_Written exercise_
Reproduce the rows below with each "place a point" changed to "put a dot". Leave all other text as it is.

_Material provided_
_ _ _ _ _
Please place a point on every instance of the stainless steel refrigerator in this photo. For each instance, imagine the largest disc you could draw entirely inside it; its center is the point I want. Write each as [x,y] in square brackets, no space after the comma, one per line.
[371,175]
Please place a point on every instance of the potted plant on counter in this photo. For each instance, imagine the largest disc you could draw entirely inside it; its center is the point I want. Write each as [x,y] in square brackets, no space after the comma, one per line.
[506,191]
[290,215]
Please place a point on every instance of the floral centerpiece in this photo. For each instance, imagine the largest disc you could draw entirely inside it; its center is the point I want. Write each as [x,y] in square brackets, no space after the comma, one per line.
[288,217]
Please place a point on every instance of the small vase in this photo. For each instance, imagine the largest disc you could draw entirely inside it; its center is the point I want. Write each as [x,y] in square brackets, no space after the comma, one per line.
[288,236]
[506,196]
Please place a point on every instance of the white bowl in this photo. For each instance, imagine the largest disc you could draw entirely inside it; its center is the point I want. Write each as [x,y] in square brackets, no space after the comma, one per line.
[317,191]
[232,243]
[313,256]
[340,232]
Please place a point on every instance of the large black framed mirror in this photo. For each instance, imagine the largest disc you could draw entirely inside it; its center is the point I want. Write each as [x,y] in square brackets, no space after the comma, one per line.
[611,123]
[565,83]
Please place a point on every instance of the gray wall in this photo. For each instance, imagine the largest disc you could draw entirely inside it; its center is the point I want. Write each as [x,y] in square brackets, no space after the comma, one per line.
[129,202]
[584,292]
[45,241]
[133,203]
_ _ _ _ _
_Correct output_
Please put a dot on every instance of the stainless steel refrigerator in this photo. For each instance, imagine the largest disc you could draw entirely inside it; its center is the point I want. Write each as [x,y] in square brackets, no space after the comma, one per line.
[371,175]
Please put a dot on every instance of the potted plant on counter in this photo. For each instance, imagine the largest disc you could draw entirely inside it; its center is the point I want. Write each as [x,y] in square brackets, no space after the comma, one per line.
[506,191]
[290,215]
Please put a dot on every instance of the floral centerpiece in this photo. For each instance, imagine the largest disc you could draw entirely inside it; its center is the point I want. Write each as [x,y] in square brackets, no space after the comma, one per line.
[288,217]
Please put a dot on every instance of the small vase in this photo. For each instance, imagine the largest disc you could draw entirely inside it; its center is the point I want. Write each as [x,y] in square brackets, no space after the comma, one per line.
[288,236]
[506,196]
Please put a dot on every instance of the white bowl in this photo. For each instance, imagine the largest disc you could draw entirely inside it; its center is the point I want. Write each as [x,y] in square brackets, no space after the comma, one per line.
[317,191]
[232,243]
[313,256]
[340,232]
Please put a dot on every instance of the large black framed mirror in this photo. For each instance, imagine the largest disc you could draw entirely inside it; its center is the point I want. Write each as [x,y] in square brackets, no space after the comma, one per line.
[611,123]
[565,83]
Please put a dot on every instance of the gray wall in this photo. For each instance, imagine the largest disc you could draw entirely inside it; its center is the point I want. Write each as [x,y] in square brackets, no space after the comma, one per line.
[129,202]
[584,292]
[45,241]
[133,203]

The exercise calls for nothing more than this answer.